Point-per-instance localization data
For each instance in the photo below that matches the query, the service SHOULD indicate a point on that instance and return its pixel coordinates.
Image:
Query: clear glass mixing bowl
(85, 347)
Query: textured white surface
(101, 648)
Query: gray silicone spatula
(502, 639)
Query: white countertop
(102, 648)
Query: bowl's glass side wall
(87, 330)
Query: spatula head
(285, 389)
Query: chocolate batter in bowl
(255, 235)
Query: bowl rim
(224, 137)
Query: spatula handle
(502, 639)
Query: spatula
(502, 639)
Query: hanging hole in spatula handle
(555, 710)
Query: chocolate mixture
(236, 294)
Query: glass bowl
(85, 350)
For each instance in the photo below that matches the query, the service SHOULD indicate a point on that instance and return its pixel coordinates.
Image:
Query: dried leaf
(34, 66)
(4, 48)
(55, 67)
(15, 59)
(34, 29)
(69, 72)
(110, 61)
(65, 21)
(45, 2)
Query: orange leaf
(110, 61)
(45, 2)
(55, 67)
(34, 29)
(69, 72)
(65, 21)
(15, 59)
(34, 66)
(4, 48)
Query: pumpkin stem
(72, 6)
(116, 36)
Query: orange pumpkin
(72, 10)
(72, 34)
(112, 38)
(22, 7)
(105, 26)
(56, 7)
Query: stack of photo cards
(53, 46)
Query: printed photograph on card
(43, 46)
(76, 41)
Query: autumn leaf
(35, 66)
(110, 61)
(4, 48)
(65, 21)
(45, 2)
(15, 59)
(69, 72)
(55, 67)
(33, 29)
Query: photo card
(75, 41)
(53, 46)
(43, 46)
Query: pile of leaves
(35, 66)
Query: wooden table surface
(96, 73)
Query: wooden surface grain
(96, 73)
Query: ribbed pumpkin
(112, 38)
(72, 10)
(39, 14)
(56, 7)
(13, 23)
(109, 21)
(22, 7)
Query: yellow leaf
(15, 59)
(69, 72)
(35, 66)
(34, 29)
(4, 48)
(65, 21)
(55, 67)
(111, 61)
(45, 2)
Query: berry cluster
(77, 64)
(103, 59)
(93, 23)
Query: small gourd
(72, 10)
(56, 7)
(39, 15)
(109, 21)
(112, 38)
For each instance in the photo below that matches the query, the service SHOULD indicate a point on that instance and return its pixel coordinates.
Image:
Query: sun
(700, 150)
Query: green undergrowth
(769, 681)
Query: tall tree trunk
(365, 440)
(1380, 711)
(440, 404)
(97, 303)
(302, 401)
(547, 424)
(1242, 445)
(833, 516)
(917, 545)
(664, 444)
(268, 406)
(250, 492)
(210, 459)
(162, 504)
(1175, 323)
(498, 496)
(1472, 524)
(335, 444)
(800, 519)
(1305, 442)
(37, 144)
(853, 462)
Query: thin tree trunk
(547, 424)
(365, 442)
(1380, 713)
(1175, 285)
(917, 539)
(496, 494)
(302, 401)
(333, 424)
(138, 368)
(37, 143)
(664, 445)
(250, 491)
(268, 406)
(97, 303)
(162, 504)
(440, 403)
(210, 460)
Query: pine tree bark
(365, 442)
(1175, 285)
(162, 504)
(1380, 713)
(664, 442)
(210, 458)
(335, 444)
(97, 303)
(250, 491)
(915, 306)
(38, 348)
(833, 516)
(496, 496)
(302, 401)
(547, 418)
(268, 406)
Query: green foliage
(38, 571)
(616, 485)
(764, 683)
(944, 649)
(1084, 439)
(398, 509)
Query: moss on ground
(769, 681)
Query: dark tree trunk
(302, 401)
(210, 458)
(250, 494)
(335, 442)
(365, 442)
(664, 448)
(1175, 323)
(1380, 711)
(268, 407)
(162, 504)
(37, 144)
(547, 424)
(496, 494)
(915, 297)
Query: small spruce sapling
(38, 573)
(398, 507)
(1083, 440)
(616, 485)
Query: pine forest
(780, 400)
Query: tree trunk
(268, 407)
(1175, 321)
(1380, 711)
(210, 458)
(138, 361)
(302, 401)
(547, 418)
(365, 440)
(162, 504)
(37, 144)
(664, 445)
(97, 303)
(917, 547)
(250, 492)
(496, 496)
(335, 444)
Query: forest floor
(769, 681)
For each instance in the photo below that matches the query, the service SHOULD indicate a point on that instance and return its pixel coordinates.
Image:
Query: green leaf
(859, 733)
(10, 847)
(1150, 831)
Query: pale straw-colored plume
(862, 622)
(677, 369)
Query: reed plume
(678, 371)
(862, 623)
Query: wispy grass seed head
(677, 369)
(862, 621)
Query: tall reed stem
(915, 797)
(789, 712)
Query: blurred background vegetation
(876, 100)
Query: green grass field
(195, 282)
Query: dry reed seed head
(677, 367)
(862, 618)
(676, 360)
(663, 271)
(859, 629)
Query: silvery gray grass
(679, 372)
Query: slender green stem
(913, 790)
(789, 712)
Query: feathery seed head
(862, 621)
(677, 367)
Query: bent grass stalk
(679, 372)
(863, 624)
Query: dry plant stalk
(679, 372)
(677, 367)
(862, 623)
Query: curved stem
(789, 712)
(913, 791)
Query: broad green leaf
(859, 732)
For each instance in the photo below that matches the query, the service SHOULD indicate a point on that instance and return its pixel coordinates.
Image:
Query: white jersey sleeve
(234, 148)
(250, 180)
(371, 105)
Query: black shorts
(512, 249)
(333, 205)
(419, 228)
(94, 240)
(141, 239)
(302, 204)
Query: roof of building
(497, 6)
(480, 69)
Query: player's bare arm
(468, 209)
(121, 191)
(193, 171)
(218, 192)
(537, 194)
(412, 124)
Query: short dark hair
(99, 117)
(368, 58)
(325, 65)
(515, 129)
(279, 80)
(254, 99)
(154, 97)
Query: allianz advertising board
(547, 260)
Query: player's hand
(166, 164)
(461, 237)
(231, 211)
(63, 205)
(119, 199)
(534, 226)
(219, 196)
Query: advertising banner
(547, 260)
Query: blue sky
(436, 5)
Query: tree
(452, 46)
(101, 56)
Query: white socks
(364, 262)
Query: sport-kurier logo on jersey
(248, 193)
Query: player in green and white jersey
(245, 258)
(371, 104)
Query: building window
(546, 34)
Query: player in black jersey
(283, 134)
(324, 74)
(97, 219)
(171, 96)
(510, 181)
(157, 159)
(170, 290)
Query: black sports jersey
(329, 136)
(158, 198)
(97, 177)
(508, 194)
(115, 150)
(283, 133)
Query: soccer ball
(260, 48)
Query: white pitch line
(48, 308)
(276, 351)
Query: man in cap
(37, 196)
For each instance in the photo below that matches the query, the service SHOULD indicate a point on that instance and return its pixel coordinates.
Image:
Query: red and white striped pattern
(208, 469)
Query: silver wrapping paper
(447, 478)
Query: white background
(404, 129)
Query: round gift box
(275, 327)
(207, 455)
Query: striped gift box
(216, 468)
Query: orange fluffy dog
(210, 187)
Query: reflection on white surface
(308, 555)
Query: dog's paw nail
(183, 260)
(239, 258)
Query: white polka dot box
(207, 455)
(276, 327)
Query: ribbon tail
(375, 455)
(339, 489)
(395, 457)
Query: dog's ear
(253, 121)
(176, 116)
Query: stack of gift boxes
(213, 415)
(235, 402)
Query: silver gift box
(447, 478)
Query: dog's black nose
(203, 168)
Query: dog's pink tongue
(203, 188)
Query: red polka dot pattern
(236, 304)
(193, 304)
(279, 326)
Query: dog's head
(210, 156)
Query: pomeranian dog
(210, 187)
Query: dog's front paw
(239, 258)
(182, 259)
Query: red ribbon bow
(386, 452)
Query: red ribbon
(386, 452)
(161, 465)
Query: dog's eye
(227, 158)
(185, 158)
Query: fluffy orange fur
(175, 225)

# Required action
Send back all the records above word for word.

# Exercise solution
For each instance in the photo below that matches the query, the service SHOULD indicate a point on that instance and return its pixel coordinates.
Image:
Query: clear glass mixing bowl
(85, 347)
Query: textured white surface
(101, 648)
Query: gray silicone spatula
(502, 639)
Query: white countertop
(102, 648)
Query: bowl's glass side wall
(87, 330)
Query: spatula head
(285, 389)
Query: chocolate batter in bowl
(255, 235)
Query: bowl rim
(224, 137)
Query: spatula handle
(502, 639)
Query: spatula
(502, 639)
Query: hanging hole in spatula handle
(555, 710)
Query: chocolate mixture
(236, 294)
Query: glass bowl
(85, 350)
For each instance in the photo below that matches the query, the service SHOULD indicate a point on that instance and return its pixel coordinates.
Image:
Query: dried leaf
(34, 66)
(4, 48)
(55, 67)
(15, 59)
(34, 29)
(69, 72)
(110, 61)
(65, 21)
(45, 2)
Query: orange leaf
(110, 61)
(45, 2)
(55, 67)
(34, 29)
(69, 72)
(65, 21)
(15, 59)
(34, 66)
(4, 48)
Query: pumpkin stem
(72, 6)
(116, 36)
Query: orange pumpkin
(72, 10)
(72, 34)
(112, 38)
(22, 7)
(105, 26)
(56, 7)
Query: stack of photo cards
(53, 46)
Query: printed photograph on card
(43, 46)
(76, 41)
Query: autumn leaf
(35, 66)
(110, 61)
(4, 48)
(65, 21)
(45, 2)
(15, 59)
(69, 72)
(55, 67)
(33, 29)
Query: photo card
(75, 41)
(53, 46)
(43, 46)
Query: pile of leaves
(35, 66)
Query: wooden table surface
(96, 73)
Query: wooden surface grain
(96, 73)
Query: ribbed pumpkin
(112, 38)
(72, 10)
(39, 14)
(56, 7)
(13, 23)
(109, 21)
(22, 7)
Query: yellow leaf
(15, 59)
(69, 72)
(35, 66)
(34, 29)
(4, 48)
(65, 21)
(55, 67)
(111, 61)
(45, 2)
Query: berry cluster
(77, 64)
(103, 59)
(93, 23)
Query: small gourd
(72, 10)
(56, 7)
(39, 15)
(109, 21)
(112, 38)
For each instance in the photo below that matches the query, the service SHOULD indicate a point on that instance and return its pixel coordinates.
Image:
Query: sun
(700, 150)
Query: green undergrowth
(769, 681)
Query: tall tree trunk
(365, 440)
(1380, 711)
(440, 404)
(97, 303)
(302, 401)
(547, 424)
(1242, 445)
(833, 516)
(917, 545)
(664, 444)
(268, 406)
(250, 492)
(210, 459)
(162, 504)
(1175, 323)
(498, 496)
(1472, 524)
(335, 444)
(800, 519)
(1305, 442)
(37, 144)
(853, 462)
Query: thin tree trunk
(547, 424)
(365, 442)
(1380, 713)
(1175, 285)
(917, 539)
(496, 494)
(302, 401)
(333, 424)
(138, 368)
(37, 143)
(664, 445)
(250, 491)
(268, 406)
(97, 303)
(162, 504)
(440, 403)
(210, 460)
Query: pine tree bark
(365, 442)
(1175, 285)
(162, 504)
(1380, 713)
(664, 442)
(210, 458)
(335, 444)
(97, 303)
(250, 491)
(915, 306)
(38, 348)
(833, 516)
(496, 496)
(302, 401)
(547, 418)
(268, 406)
Query: green foliage
(38, 571)
(616, 485)
(764, 683)
(944, 649)
(1084, 439)
(398, 509)
Query: moss on ground
(769, 681)
Query: dark tree trunk
(302, 401)
(210, 458)
(250, 494)
(335, 442)
(365, 442)
(664, 448)
(1175, 323)
(1380, 711)
(268, 407)
(162, 504)
(37, 144)
(547, 424)
(496, 494)
(915, 297)
Query: small spruce sapling
(38, 573)
(398, 507)
(1083, 440)
(616, 485)
Query: pine forest
(780, 400)
Query: tree trunk
(268, 407)
(1175, 321)
(1380, 711)
(210, 458)
(138, 361)
(302, 401)
(547, 418)
(365, 440)
(162, 504)
(37, 144)
(664, 445)
(97, 303)
(917, 547)
(250, 492)
(496, 496)
(335, 444)
Query: forest floor
(769, 681)
For each instance in the photo below that matches the query, the service SHOULD indicate a point on that instance and return its pixel coordinates.
Image:
Query: green leaf
(859, 733)
(10, 847)
(1150, 831)
Query: pale straw-colored plume
(862, 622)
(677, 369)
Query: reed plume
(678, 371)
(862, 623)
Query: wispy grass seed head
(677, 369)
(862, 621)
Query: tall reed stem
(915, 797)
(789, 712)
Query: blurred background vegetation
(876, 100)
Query: green grass field
(195, 282)
Query: dry reed seed head
(677, 367)
(862, 618)
(676, 360)
(663, 271)
(859, 629)
Query: silvery gray grass
(679, 372)
Query: slender green stem
(913, 790)
(789, 712)
Query: feathery seed head
(862, 621)
(677, 367)
Query: bent grass stalk
(679, 372)
(863, 624)
Query: dry plant stalk
(679, 372)
(677, 367)
(862, 623)
Query: curved stem
(789, 712)
(913, 791)
Query: broad green leaf
(859, 732)
For each instance in the photo below that matches the query, the service SHOULD indicate a point on that instance and return its pixel coordinates.
Image:
Query: white jersey sleeve
(234, 148)
(250, 180)
(371, 105)
Query: black shorts
(512, 249)
(333, 205)
(419, 228)
(94, 240)
(141, 239)
(302, 204)
Query: roof of building
(497, 6)
(480, 69)
Query: player's bare arm
(468, 209)
(121, 191)
(193, 171)
(218, 192)
(537, 194)
(412, 124)
Query: short dark hair
(99, 117)
(368, 58)
(325, 65)
(515, 129)
(279, 80)
(254, 99)
(154, 97)
Query: allianz advertising board
(547, 260)
Query: player's hand
(166, 164)
(461, 237)
(231, 211)
(63, 205)
(119, 199)
(534, 226)
(219, 196)
Query: advertising banner
(547, 260)
Query: blue sky
(436, 5)
Query: tree
(452, 46)
(101, 56)
Query: white socks
(364, 262)
Query: sport-kurier logo on jersey
(248, 193)
Query: player in green and white jersey
(245, 258)
(371, 104)
Query: building window
(546, 34)
Query: player in black jersey
(283, 134)
(324, 74)
(97, 219)
(171, 96)
(510, 181)
(157, 159)
(170, 290)
Query: black sports jersey
(329, 136)
(158, 198)
(97, 177)
(508, 194)
(115, 150)
(283, 133)
Query: soccer ball
(260, 48)
Query: white pitch line
(48, 308)
(276, 351)
Query: man in cap
(37, 196)
For each instance in the photo below that matches the query, the service SHOULD indicate a point on that instance and return its pixel coordinates.
Image:
Query: red and white striped pattern
(208, 469)
Query: silver wrapping paper
(447, 478)
Query: white background
(404, 129)
Query: round gift box
(275, 327)
(207, 455)
Query: striped gift box
(216, 468)
Query: orange fluffy dog
(210, 187)
Query: reflection on white surface
(308, 555)
Query: dog's paw nail
(183, 260)
(239, 258)
Query: white polka dot box
(207, 455)
(276, 327)
Query: ribbon tail
(375, 455)
(339, 489)
(395, 457)
Query: dog's ear
(253, 121)
(176, 116)
Query: stack of gift boxes
(213, 415)
(235, 402)
Query: silver gift box
(447, 478)
Query: dog's black nose
(203, 168)
Query: dog's pink tongue
(203, 188)
Query: red polka dot pattern
(236, 304)
(193, 304)
(279, 326)
Query: dog's head
(210, 156)
Query: pomeranian dog
(210, 187)
Query: dog's front paw
(239, 258)
(182, 259)
Query: red ribbon bow
(386, 452)
Query: red ribbon
(386, 452)
(161, 465)
Query: dog's eye
(227, 158)
(185, 158)
Query: fluffy orange fur
(175, 225)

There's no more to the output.